§ **Requests**
1. In the forum post about disambiguating incorrect grammar, which postag does E_NP_VBP give to the word ‘can’?
2. Go on with the forum post about disambiguating incorrect grammar, starting after its last sentence.

§ **Document text**
[en] Disambiguation of incorrect grammar

I think that we need a policy about whether to disambiguate incorrect grammar. Consider the following sentences:

  • Incorrect grammar: Those machines can squashed.
  • Correct grammar: Those machines can the tomatoes very quickly.
  • Correct grammar: Those machines can squashed tomatoes; we sell the unsquashed tomatoes at a premium price.

In all cases, E_NP_VBP[1] gives the postag VBP to the word ‘can’.

For the first sentence, do we parse ‘can’ as VBP or do we say that the sentence is incorrect and thus to parse ‘can’ as VBP does not make sense?

My preference is not to parse incorrect grammar. During the past few months, if I found a disambiguation for text that is incorrect grammar, I have tried to change the disambiguator such that it does not disambiguate the text. In general, is this a sensible strategy?

I wrote ‘in general’, because rulegroup DID_BASEFORM rule 1 finds this incorrect sentence:

  • A proposed northern bypass of Birmingham will designated as I-422.

It finds the sentence because disambiguation WILL_MD gives the POS MD to ‘will’ although the sentence is incorrect grammar.

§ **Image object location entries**
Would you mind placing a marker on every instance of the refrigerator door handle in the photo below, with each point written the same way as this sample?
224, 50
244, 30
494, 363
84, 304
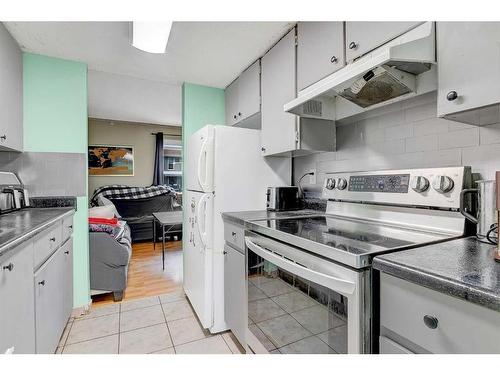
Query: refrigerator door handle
203, 234
203, 153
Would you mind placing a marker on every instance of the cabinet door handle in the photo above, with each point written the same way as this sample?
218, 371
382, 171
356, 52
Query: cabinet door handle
9, 267
451, 96
431, 321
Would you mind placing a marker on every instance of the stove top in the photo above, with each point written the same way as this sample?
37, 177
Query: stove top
349, 241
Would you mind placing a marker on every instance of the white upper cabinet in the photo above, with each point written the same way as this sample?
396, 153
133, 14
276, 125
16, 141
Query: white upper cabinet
11, 93
469, 71
243, 95
362, 37
279, 128
231, 96
320, 51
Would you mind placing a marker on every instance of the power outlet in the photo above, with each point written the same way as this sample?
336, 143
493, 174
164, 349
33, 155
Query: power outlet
312, 178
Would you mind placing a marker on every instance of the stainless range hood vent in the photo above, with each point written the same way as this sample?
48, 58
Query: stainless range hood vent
388, 72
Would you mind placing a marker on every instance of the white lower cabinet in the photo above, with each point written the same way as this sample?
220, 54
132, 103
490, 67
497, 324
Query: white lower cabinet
36, 297
420, 320
235, 301
17, 305
49, 303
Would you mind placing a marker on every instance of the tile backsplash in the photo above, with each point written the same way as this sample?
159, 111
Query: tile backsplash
48, 173
404, 135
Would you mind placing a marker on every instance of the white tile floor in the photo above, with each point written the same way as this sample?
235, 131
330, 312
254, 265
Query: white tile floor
163, 324
286, 320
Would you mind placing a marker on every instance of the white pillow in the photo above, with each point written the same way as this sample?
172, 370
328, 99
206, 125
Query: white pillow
104, 212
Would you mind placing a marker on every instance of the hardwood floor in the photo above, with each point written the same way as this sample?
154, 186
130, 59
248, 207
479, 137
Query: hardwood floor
145, 274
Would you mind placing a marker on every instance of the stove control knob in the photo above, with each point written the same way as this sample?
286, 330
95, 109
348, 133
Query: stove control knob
341, 183
419, 184
330, 183
442, 184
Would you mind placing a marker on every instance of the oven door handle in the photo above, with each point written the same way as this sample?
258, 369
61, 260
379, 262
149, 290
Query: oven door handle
345, 287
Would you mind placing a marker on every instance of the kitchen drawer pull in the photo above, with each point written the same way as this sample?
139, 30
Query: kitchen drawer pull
451, 96
9, 267
431, 321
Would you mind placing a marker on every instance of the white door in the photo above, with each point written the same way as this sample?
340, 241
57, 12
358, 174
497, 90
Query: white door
199, 155
362, 37
198, 254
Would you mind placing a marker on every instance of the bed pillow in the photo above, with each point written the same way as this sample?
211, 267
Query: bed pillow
104, 212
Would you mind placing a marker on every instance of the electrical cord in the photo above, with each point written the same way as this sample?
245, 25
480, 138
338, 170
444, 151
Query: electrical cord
301, 192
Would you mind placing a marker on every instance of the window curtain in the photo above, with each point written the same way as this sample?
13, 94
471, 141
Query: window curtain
158, 171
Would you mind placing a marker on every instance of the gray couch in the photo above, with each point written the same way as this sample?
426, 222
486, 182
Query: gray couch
109, 260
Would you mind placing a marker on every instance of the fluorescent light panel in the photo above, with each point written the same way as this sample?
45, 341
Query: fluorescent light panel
151, 36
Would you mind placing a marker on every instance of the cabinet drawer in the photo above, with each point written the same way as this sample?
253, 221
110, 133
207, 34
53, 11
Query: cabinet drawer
17, 310
235, 235
47, 242
460, 326
67, 228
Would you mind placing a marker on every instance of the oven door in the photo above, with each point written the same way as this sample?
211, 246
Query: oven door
301, 303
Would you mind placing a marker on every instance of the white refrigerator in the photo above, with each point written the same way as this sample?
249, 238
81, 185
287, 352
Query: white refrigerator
224, 171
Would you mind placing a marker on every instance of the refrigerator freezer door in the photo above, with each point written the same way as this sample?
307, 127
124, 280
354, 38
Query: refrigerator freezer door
200, 160
198, 255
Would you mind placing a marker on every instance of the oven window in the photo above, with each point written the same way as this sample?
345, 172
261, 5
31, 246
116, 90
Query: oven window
291, 315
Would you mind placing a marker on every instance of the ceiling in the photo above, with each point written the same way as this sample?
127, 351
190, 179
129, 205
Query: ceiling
207, 53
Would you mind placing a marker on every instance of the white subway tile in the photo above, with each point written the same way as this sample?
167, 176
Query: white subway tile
421, 112
489, 134
398, 132
460, 138
423, 143
430, 126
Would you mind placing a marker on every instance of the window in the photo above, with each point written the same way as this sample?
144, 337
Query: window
172, 163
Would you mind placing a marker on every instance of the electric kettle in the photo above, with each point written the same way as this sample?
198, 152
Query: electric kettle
486, 215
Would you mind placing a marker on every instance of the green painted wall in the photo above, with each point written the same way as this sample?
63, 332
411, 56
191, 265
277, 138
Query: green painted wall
55, 120
201, 105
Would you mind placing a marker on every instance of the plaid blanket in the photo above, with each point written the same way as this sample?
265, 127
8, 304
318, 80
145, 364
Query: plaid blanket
129, 192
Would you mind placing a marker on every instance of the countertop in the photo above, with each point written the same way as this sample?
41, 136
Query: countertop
241, 217
18, 226
462, 268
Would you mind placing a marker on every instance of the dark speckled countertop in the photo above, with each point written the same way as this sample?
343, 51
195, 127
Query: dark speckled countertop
18, 226
241, 217
462, 268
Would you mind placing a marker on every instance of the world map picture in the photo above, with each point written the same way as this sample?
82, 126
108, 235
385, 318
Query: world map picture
111, 160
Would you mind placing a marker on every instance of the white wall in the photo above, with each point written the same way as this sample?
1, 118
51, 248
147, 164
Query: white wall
119, 97
405, 135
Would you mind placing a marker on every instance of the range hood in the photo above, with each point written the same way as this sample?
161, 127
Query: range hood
388, 72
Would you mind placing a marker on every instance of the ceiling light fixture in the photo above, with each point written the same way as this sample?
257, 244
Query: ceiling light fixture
151, 36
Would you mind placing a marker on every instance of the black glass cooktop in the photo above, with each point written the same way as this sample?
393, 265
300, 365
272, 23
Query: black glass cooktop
352, 236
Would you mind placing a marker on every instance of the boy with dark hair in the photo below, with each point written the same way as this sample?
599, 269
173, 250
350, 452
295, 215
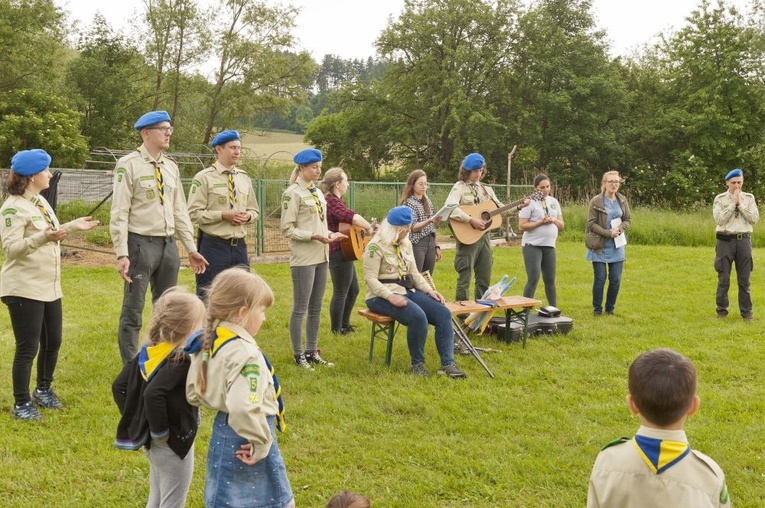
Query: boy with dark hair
657, 467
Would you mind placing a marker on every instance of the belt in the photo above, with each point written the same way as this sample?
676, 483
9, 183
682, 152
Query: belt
731, 236
231, 242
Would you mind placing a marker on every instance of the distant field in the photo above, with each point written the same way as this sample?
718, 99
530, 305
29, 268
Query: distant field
275, 146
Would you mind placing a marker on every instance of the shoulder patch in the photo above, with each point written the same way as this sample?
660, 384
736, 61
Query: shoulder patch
616, 442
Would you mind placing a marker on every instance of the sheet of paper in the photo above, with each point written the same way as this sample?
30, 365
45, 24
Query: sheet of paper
621, 240
446, 210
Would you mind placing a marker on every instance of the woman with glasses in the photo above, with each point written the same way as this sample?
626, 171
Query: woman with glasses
423, 234
609, 216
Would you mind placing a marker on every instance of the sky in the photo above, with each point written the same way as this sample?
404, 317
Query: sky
348, 28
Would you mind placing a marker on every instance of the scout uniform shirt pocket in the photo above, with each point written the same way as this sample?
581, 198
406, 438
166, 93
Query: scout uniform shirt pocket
220, 194
148, 185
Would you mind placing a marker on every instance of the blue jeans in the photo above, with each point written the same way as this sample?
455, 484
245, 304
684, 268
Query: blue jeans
614, 281
421, 310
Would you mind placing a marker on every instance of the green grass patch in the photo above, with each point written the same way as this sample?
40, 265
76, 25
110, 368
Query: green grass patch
527, 438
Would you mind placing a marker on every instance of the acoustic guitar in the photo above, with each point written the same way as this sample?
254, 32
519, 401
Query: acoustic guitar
489, 213
358, 238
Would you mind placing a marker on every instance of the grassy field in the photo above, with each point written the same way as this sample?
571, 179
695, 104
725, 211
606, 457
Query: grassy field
527, 438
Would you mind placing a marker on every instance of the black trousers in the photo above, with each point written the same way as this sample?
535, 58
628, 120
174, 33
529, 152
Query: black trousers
36, 325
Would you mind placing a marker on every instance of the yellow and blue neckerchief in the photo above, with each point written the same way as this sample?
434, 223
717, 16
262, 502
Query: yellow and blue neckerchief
221, 337
49, 218
402, 268
152, 357
313, 190
280, 424
476, 199
660, 454
160, 180
231, 186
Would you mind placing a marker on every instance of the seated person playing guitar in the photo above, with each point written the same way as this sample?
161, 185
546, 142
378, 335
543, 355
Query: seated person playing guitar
345, 282
473, 245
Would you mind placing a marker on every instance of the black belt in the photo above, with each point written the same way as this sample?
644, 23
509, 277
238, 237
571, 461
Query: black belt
732, 236
231, 242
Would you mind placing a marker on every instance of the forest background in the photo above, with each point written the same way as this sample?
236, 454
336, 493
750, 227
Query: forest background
450, 77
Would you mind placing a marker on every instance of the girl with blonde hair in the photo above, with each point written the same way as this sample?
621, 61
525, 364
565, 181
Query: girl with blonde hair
151, 395
231, 374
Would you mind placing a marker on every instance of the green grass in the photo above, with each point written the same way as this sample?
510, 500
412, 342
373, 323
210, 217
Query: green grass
527, 438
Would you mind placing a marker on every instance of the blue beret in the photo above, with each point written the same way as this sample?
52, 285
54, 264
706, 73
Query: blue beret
30, 162
473, 161
224, 137
400, 216
734, 173
307, 156
151, 118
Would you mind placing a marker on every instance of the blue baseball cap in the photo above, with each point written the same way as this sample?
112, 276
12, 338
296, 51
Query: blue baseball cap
151, 118
224, 137
307, 156
734, 173
30, 162
473, 161
400, 216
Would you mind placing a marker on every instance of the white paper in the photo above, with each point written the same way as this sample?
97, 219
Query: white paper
621, 240
445, 211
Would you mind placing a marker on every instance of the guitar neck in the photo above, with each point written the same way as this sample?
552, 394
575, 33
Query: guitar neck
503, 209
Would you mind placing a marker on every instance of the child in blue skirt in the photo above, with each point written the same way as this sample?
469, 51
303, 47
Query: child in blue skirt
230, 373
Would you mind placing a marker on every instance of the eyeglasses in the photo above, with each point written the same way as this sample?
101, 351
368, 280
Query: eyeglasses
167, 130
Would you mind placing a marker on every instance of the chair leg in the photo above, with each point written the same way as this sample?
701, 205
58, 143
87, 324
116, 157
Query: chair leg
391, 329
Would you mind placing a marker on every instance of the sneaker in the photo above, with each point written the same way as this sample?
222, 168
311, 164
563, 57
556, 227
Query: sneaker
418, 369
315, 358
26, 411
301, 361
46, 399
452, 371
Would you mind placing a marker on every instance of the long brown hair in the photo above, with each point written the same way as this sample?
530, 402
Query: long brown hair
409, 189
231, 290
332, 177
16, 184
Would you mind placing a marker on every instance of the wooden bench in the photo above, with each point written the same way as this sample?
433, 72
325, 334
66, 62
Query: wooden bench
383, 326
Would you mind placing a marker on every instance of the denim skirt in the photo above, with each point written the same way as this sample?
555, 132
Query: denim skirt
232, 483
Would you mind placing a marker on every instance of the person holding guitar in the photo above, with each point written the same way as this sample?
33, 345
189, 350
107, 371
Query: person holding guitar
345, 282
304, 222
474, 257
423, 235
540, 223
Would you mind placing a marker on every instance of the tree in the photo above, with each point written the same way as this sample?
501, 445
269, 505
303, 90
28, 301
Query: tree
567, 98
255, 71
31, 35
176, 38
35, 119
110, 84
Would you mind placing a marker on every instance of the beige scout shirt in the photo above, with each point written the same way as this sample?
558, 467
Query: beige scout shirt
301, 220
725, 215
621, 479
461, 194
32, 267
381, 265
136, 207
208, 199
238, 383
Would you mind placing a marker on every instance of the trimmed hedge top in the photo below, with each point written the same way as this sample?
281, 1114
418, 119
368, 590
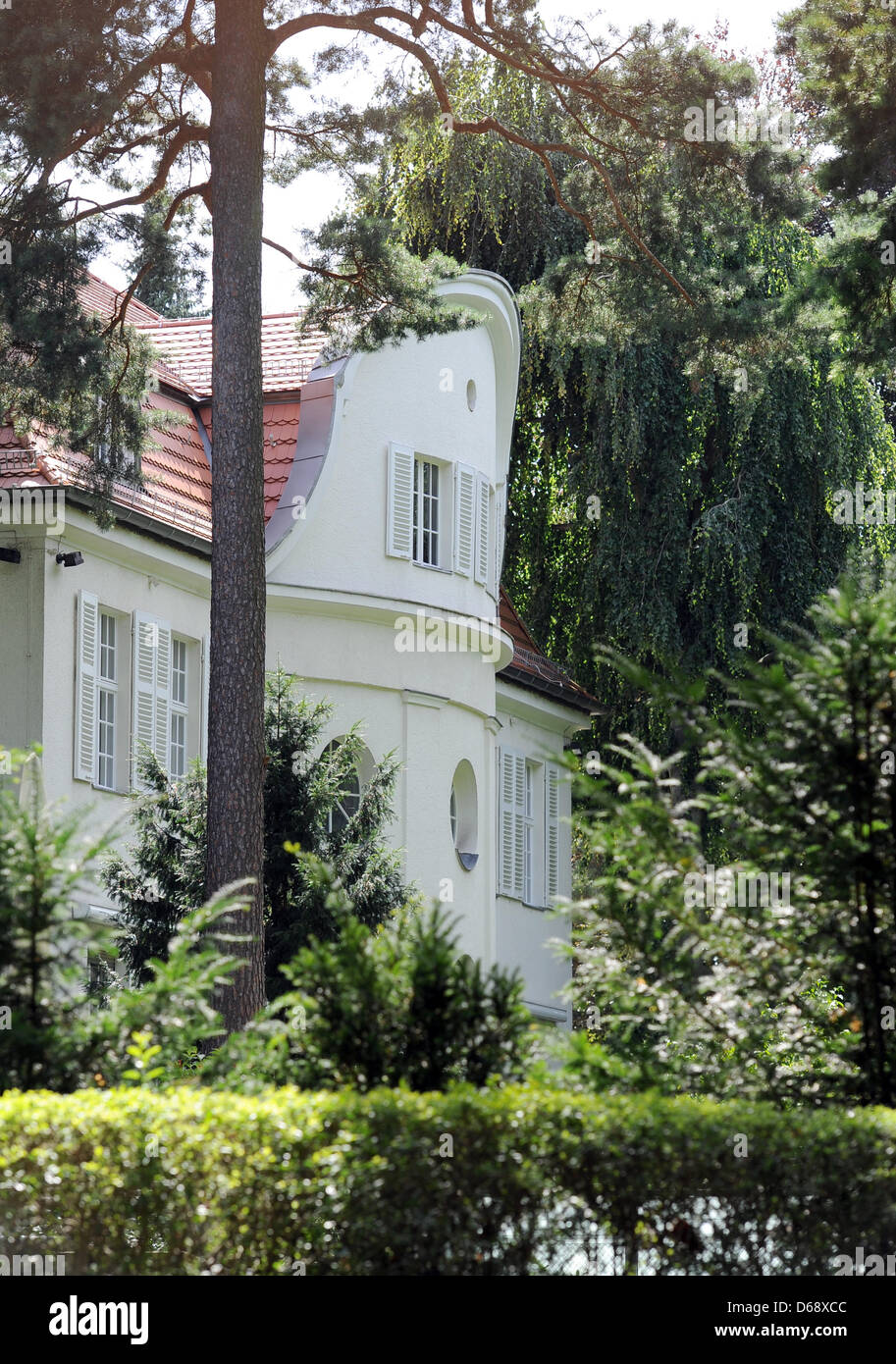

§ **Task answers**
1. VBP, in all three example sentences.

2.
I have not changed WILL_MD, because when I do, DID_BASEFORM rule 1 does not find the incorrect text. Is not finding incorrect text a good reason not to change the disambiguation?

What I am trying to say (and clarify in my mind) is that if we apply postags to incorrect text, then (despite the counter-example of ‘will designated’) how can we expect the grammar rules that use postags to give a correct analysis of incorrect text?

Just my two cents on this @Mike_Unwalla.

I believe that English disambiguation is mature and well-developed. So much so, that now, the task you prioritized is to produce antipatterns for errors in disambiguation, since it is very often over disambiguating.
Touching disambiguation is tricky, but given the positive regression test results you have been having, I would keep doing what you are doing. It is working so far.
As such, I guess that the way forward is to interactively improve rules that lose functionality - i.e. detection capability - when you happen to improve a related disambiguation rule.

I agree. Have you ever tried the raw_pos attribute?

@tiagosantos, @Jan_Schreiber, thanks for your comments. Good to have confirmation that I am not doing something stupid.

Yes, I have tried raw_pos. It is useful, but not as much as the antipatterns for disambiguation, which are really great. A limit of raw_pos it that it applies to a pattern, not to a token.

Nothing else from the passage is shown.